▸ **TASK DATA**:
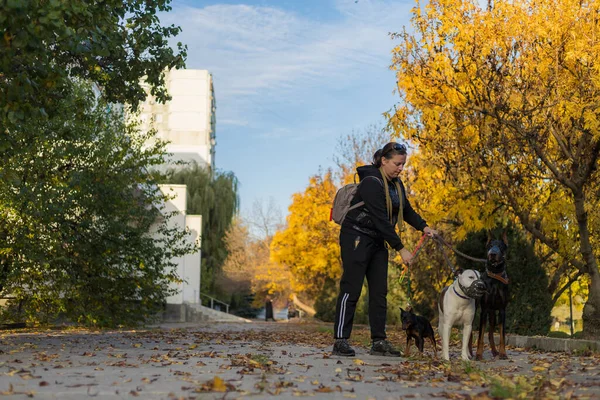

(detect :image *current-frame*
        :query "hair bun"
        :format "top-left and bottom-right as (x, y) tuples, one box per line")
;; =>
(373, 149), (383, 167)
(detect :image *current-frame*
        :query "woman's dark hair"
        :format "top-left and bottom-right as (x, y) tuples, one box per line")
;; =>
(373, 142), (406, 168)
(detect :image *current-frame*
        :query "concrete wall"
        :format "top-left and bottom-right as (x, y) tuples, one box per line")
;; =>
(159, 184), (202, 304)
(140, 69), (216, 166)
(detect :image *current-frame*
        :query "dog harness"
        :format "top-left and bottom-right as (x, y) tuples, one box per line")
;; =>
(452, 283), (473, 300)
(486, 269), (509, 285)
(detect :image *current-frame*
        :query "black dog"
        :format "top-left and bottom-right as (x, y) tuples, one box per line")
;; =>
(476, 232), (509, 360)
(400, 307), (437, 358)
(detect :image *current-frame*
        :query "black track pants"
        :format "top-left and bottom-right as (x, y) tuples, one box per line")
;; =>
(333, 232), (388, 340)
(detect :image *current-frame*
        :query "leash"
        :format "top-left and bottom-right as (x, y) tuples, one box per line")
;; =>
(400, 233), (429, 306)
(433, 235), (487, 263)
(399, 233), (488, 306)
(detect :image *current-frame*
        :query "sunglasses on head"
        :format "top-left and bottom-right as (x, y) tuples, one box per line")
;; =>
(383, 143), (406, 155)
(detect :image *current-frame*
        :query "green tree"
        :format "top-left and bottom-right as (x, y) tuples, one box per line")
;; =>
(0, 0), (186, 126)
(0, 84), (195, 326)
(167, 164), (239, 294)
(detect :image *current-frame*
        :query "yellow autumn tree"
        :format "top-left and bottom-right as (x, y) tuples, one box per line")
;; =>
(390, 0), (600, 336)
(271, 171), (341, 295)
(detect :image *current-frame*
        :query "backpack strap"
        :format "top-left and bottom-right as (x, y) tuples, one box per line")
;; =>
(394, 181), (404, 232)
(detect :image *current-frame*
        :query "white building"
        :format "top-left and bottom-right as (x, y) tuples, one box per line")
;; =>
(140, 70), (216, 321)
(159, 184), (202, 304)
(140, 69), (217, 168)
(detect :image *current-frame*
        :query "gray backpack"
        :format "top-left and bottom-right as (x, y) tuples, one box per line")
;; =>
(329, 183), (365, 225)
(329, 173), (403, 225)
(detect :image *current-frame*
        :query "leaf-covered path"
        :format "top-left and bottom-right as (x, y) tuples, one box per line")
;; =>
(0, 322), (600, 399)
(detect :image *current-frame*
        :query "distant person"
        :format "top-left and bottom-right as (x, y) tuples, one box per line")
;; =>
(288, 300), (300, 319)
(332, 142), (437, 357)
(265, 296), (275, 321)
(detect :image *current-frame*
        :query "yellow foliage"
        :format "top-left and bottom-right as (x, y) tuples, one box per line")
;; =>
(389, 0), (600, 271)
(271, 171), (341, 294)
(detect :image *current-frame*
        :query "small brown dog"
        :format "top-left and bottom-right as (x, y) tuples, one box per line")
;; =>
(400, 307), (437, 358)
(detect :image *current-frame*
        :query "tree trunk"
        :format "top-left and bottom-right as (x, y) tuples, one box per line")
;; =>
(574, 188), (600, 338)
(583, 268), (600, 338)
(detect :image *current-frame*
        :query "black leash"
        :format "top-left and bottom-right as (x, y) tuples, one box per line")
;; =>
(433, 235), (487, 263)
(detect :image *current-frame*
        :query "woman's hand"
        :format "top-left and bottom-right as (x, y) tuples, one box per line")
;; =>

▸ **EXERCISE TASK**:
Could you reproduce the lines unchanged, from the very first one through the line containing "(486, 269), (509, 285)", including both ends and leaving out the pictures?

▸ **ANSWER TO THIS EXERCISE**:
(detect :image *current-frame*
        :query "hair bun"
        :format "top-left and bottom-right as (x, y) tuples, one box per line")
;; =>
(373, 149), (383, 167)
(detect :image *current-frame*
        :query "woman's dark hair"
        :format "top-left and bottom-right as (x, y) tuples, one box per line")
;; =>
(373, 142), (406, 168)
(detect :image *current-frame*
        :query "concrete wall"
        :format "top-left and bottom-right as (x, y) tuples, one box per line")
;; =>
(159, 184), (202, 304)
(140, 69), (216, 166)
(detect :image *current-frame*
        :query "dog harness"
        :format "top-left and bottom-right as (x, y) tuples, one box per line")
;; =>
(452, 283), (473, 300)
(486, 269), (509, 285)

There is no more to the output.